Excerpts from location labeling data:
※

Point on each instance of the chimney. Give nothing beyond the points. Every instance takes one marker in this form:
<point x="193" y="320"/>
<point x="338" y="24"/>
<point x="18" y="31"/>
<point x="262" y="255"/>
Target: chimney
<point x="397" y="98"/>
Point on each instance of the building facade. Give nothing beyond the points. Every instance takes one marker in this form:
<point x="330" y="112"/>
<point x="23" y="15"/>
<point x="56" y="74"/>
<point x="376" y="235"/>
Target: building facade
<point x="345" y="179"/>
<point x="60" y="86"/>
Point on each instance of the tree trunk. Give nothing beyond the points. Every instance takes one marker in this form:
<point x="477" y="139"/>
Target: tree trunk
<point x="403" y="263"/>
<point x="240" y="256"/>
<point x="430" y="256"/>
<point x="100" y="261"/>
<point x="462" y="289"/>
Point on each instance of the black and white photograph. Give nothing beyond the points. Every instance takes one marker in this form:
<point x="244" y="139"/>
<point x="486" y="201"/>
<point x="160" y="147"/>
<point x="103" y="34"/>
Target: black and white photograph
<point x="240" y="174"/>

※

Directive: Can you recast every line of all the items above as a numbered list, skipping any blank lines?

Task result:
1. Point on each instance of the chimney. Give nothing beyond the points. Every instance takes one marker in this form:
2. <point x="193" y="320"/>
3. <point x="338" y="24"/>
4. <point x="18" y="31"/>
5. <point x="262" y="255"/>
6. Target: chimney
7. <point x="397" y="98"/>
8. Point on each instance of the building facade. Give nothing beyond the points. Every instance takes one marker in this form:
9. <point x="330" y="112"/>
10. <point x="23" y="15"/>
11. <point x="56" y="74"/>
12. <point x="376" y="235"/>
13. Target: building facade
14. <point x="345" y="179"/>
15. <point x="60" y="86"/>
16. Point on each instance of the tree trunk. Give nothing beyond the points. Every instance takes one marker in this form:
17. <point x="477" y="139"/>
18. Target: tree trunk
19. <point x="403" y="263"/>
20. <point x="240" y="256"/>
21. <point x="430" y="256"/>
22. <point x="100" y="261"/>
23. <point x="462" y="289"/>
24. Point on each instance of the black and white photograph. Give nothing beyond the points. Every instance takes one marker in this form:
25. <point x="244" y="139"/>
26. <point x="486" y="201"/>
27. <point x="160" y="147"/>
28. <point x="103" y="34"/>
29. Target: black and white photograph
30. <point x="240" y="174"/>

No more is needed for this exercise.